__WHAT YOU HAVE TO DO__.
Report, from the records below, every line where the word "shoreline" appears.

__ENTRIES SHOWN__.
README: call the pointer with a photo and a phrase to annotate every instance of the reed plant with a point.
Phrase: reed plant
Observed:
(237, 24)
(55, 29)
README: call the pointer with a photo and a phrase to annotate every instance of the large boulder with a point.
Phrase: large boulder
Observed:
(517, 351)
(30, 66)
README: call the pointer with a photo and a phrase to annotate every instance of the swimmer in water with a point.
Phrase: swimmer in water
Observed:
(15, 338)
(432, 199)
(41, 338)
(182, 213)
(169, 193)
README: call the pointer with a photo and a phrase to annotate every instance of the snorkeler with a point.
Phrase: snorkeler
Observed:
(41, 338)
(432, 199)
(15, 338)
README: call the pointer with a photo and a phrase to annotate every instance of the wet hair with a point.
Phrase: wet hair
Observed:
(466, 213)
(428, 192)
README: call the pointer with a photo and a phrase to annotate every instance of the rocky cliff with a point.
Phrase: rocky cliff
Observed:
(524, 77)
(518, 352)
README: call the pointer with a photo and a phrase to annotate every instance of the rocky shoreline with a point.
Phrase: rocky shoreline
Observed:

__OUTPUT OF THE TASK__.
README: call the pointer with a photo and a phrase to annotate every instance of the rocky shoreline with a point.
Phrase: rocky shoreline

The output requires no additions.